While many know Gilgamesh, few know what the era he lived in was actually like. Archaeologists call the period between 4000 BC and 3100 BC the ‘Uruk Period’. This wasn’t just “ancient times.” It was the starting point of a surprisingly modern system where humanity first began living in ‘cities’, invented ‘writing’, and worked in exchange for ‘beer’ rations.

Today, based on 14 recent research papers, we uncover the true face of Uruk, where myth and history intersect.


1. A Miracle Built on Mud: Humanity’s First Megacity

Around 4000 BC, a massive change occurred in the alluvial plains of southern Mesopotamia (modern-day southern Iraq). Small villages merged to birth a colossal city named Uruk (Warka). At its peak, Uruk covered an area of about 2.5–4 km² (approx. 600–1,000 acres) and was home to tens of thousands of people. By the standards of the time, this was an unimaginable ‘megacity.’

🏛 A City of Splendid ‘Cone Mosaics’

Uruk was not a drab city of mud. Its temples were decorated with a unique technique called ‘Cone Mosaics’.

Archaeologists have discovered tens of thousands of clay cones. The people of Uruk painted the heads of these cones red, black, and white, and then embedded them tightly into mud walls to create dazzling geometric patterns. This is one of the first examples of public architectural decoration in human history, demonstrating just how prosperous Uruk was.

> **Dataset content**:
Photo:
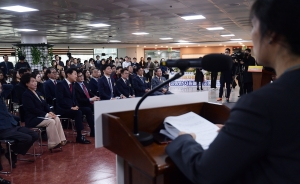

> **Directives**:
1. In the Uruk passage, what colors did the people of Uruk paint on the heads of the clay cones?
2. Render this sentence from the Uruk passage in Spanish: "Its temples were decorated with a unique technique called ‘Cone Mosaics’."
3. Write the next part of the Uruk passage, picking up after its final sentence.

> **Answers given**:
1. Red, black, and white.

2. Sus templos estaban decorados con una técnica única llamada «mosaicos de conos».

3.
2. The City of Gods: Anu and Inanna

At the center of the city lay two massive temple districts.

  1. The Anu Ziggurat: Dedicated to the sky god ‘Anu,’ located at the highest point of the city.
  2. The Eanna District: Dedicated to the goddess of love and war, ‘Inanna’.

The Eanna District, in particular, was not merely a religious facility. It was the ‘White House’ and the ‘IRS’ that oversaw the city’s administration and economy. Numerous administrative ledgers and storehouses were found here, proving that religious power at the time held the reins of the economy.

🏺 The Birth of Class: The Warka Vase

The artifact that most dramatically illustrates the social aspect of this period is the ‘Warka Vase’. This massive stone vessel is carved with the worldview of the time in layers.

  • Bottom: Water and plants (The foundation of production)
  • Middle-lower: Herds of sheep and goats (Agricultural products)
  • Middle-upper: Nude men carrying baskets (Laborers/Commoners)
  • Top: The Priest-King offering tribute to the goddess Inanna

This sculpture proves that Uruk was a strict class society and reveals a structure where all produce belonged to the god (in reality, the temple).


3. The Ancient Worker’s Bowl and ‘Beer’

The brilliant civilization of Uruk was built upon the sweat of countless laborers. The most common and abundant artifact found at archaeological sites is a crude vessel known as the ‘Beveled Rim Bowl’.

🍺 “Pay Me in Beer”

What is the identity of this ugly bowl? Scholars are convinced that this was a ‘disposable lunch box’ or a ‘standard measuring cup’ used to distribute grain rations to workers.

While the bowls often contained barley, it is highly likely they also held ‘beer’. At the time, beer (Sikaru) was less of a liquor and more of a ‘drinkable bread,’ an essential source of calories. The sight of thousands of workers lining up to receive their daily ration in these bowls—this was the daily life of Uruk 5,000 years ago.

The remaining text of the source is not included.